=== Begin Enclosure ===

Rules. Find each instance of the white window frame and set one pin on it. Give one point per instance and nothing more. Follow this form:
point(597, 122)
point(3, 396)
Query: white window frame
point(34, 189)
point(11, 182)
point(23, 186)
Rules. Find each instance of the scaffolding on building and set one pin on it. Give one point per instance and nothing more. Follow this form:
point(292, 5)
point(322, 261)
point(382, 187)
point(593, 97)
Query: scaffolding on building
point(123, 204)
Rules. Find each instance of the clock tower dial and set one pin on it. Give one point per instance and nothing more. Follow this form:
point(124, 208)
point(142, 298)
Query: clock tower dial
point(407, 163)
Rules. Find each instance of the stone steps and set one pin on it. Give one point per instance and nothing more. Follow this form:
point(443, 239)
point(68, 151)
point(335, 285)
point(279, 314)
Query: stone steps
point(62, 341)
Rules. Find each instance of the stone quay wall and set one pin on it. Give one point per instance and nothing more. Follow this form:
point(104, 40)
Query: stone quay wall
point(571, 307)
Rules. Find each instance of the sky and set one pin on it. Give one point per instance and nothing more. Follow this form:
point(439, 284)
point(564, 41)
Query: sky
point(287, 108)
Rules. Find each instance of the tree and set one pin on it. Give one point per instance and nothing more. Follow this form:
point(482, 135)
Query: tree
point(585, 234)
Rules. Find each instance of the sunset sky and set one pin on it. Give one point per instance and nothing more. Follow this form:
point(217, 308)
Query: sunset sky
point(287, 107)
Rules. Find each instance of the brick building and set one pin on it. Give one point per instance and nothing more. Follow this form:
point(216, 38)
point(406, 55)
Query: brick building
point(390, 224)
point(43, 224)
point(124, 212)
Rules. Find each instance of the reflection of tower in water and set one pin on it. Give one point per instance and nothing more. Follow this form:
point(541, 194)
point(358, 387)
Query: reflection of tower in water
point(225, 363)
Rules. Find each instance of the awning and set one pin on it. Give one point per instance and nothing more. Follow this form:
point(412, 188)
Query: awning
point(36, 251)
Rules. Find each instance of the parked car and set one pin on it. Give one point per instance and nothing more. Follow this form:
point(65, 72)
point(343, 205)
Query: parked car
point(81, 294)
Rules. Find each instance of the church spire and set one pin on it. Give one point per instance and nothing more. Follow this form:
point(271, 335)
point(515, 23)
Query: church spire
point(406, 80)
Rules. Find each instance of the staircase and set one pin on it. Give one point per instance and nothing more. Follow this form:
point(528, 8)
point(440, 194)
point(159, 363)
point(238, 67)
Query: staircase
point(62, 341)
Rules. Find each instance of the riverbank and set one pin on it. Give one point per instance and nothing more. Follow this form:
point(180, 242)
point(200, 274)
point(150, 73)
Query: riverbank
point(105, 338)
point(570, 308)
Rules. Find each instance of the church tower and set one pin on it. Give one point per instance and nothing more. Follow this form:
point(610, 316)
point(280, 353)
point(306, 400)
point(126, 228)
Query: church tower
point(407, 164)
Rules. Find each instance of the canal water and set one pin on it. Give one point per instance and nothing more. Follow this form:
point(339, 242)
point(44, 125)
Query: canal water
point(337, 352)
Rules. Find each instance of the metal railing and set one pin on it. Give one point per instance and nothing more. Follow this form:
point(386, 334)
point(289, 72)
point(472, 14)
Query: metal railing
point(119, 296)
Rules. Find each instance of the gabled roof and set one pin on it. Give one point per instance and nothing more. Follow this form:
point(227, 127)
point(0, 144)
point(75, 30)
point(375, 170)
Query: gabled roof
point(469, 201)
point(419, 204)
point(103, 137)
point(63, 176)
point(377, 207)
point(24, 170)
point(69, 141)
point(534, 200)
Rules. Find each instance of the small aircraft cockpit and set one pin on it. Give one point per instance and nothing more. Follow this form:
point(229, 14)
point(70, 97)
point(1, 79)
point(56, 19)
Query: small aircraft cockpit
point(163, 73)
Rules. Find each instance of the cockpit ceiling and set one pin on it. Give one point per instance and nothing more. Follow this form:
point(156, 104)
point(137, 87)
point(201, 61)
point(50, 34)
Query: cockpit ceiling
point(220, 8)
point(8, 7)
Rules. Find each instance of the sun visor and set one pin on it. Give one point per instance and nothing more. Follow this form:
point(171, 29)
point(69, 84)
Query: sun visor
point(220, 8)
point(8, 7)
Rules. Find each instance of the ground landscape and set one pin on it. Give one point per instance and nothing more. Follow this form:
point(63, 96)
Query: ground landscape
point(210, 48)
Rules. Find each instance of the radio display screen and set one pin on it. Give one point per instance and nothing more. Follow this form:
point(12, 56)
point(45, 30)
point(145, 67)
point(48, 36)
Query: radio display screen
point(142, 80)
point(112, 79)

=== End Enclosure ===

- Assignment
Give the listing again exactly as it appears.

- The completed task
Rules. Find each instance of the white window frame and set one pin on it. Give one point per instance and nothing more. Follow this form:
point(597, 122)
point(3, 396)
Query: white window frame
point(34, 189)
point(11, 182)
point(23, 186)
Rules. Find each instance of the scaffolding on building and set one pin on it. Give one point per instance and nothing more. Follow this form:
point(292, 5)
point(322, 261)
point(382, 187)
point(593, 97)
Query: scaffolding on building
point(123, 204)
Rules. Find each instance of the clock tower dial and set one pin on it. Give one point per instance and nothing more. Follow this form:
point(124, 208)
point(142, 298)
Query: clock tower dial
point(407, 163)
Rules. Find each instance of the stone steps and set one pin on it. Give one point per instance and nothing more. Follow this form:
point(443, 239)
point(68, 151)
point(335, 285)
point(279, 314)
Query: stone steps
point(62, 341)
Rules. Find each instance of the stone quay wall and set one pin on it. Give one point per instance and nothing more. Follow this form:
point(104, 40)
Query: stone quay wall
point(571, 307)
Rules. Find each instance of the sky and set one pin on it. Give one point per instance and nothing more. Follow this form:
point(439, 284)
point(564, 41)
Query: sky
point(287, 108)
Rules. Find each instance of the tree and set one pin on it. Give one point per instance and nothing more. Follow this form:
point(482, 135)
Query: tree
point(585, 234)
Rules. Find each instance of the sunset sky and set one pin on it. Give one point per instance and nothing more. Follow this form:
point(217, 308)
Query: sunset sky
point(287, 107)
Rules. Find each instance of the brick building and set one pin on it. Give one point per instance and nothing more. Follow this form:
point(216, 38)
point(406, 55)
Query: brick building
point(390, 224)
point(43, 224)
point(124, 212)
Rules. Find each instance of the reflection of tower in water and set one pin on it. Give one point per instance and nothing more. Follow this form:
point(541, 194)
point(358, 387)
Query: reflection of tower in water
point(225, 363)
Rules. Find each instance of the awning and set one pin on it. Give one point per instance and nothing more. Follow this form:
point(412, 188)
Query: awning
point(36, 251)
Rules. Find each instance of the parked car and set one pin on it. Give one point per instance and nothing more. Follow this form:
point(65, 72)
point(343, 205)
Query: parked car
point(81, 294)
Rules. Find each instance of the church spire and set one pin on it. Give one point per instance and nothing more. Follow this form:
point(271, 335)
point(515, 23)
Query: church spire
point(406, 80)
Rules. Find each instance of the staircase and set one pin on it. Give one point per instance and nothing more. Follow this form:
point(528, 8)
point(440, 194)
point(159, 363)
point(238, 67)
Query: staircase
point(62, 341)
Rules. Find each instance of the riverbank and set one pin on it. Give one point per instance and nothing more. Follow this form:
point(180, 242)
point(200, 274)
point(150, 73)
Query: riverbank
point(105, 338)
point(570, 308)
Rules. Find each instance of the church tower and set one pin on it. Give one point per instance and nothing more. Follow this form:
point(610, 316)
point(280, 353)
point(306, 400)
point(126, 228)
Query: church tower
point(407, 164)
Rules. Find each instance of the canal water and set one pin on it. Give one point per instance and nothing more. Follow this form:
point(339, 242)
point(44, 125)
Query: canal water
point(337, 352)
Rules. Find each instance of the metal railing and set one pin on it. Give one point per instance and nothing more. Follow this form:
point(386, 334)
point(289, 72)
point(472, 14)
Query: metal railing
point(119, 296)
Rules. Find each instance of the gabled roof and set one pin on it. Give one point per instance and nothing more. Follow this form:
point(227, 127)
point(0, 144)
point(75, 30)
point(375, 170)
Query: gabled roof
point(469, 201)
point(419, 204)
point(103, 137)
point(63, 176)
point(377, 207)
point(24, 170)
point(69, 141)
point(534, 200)
Rules. Find each instance of the small aircraft cockpit and set one pin on it. Give one point per instance and nothing more. Follow this form:
point(229, 14)
point(70, 97)
point(1, 79)
point(56, 19)
Query: small aircraft cockpit
point(163, 73)
Rules. Find each instance of the cockpit ceiling and set one pin on it. Give one point per instance and nothing more. Follow this form:
point(156, 104)
point(137, 87)
point(201, 61)
point(50, 34)
Query: cockpit ceiling
point(220, 8)
point(8, 7)
Rules. Find each instance of the sun visor and set one pin on it. Give one point per instance and nothing more. Follow this form:
point(171, 29)
point(69, 84)
Query: sun visor
point(220, 8)
point(8, 7)
Rules. Find each instance of the ground landscape and set one pin on it. Give one point per instance and nothing more. Follow this form:
point(63, 96)
Query: ground landscape
point(210, 48)
Rules. Find each instance of the radio display screen and set one pin on it. Give one point per instance and nothing more. Follow this form:
point(12, 56)
point(45, 30)
point(145, 67)
point(48, 36)
Query: radio display screen
point(142, 80)
point(112, 79)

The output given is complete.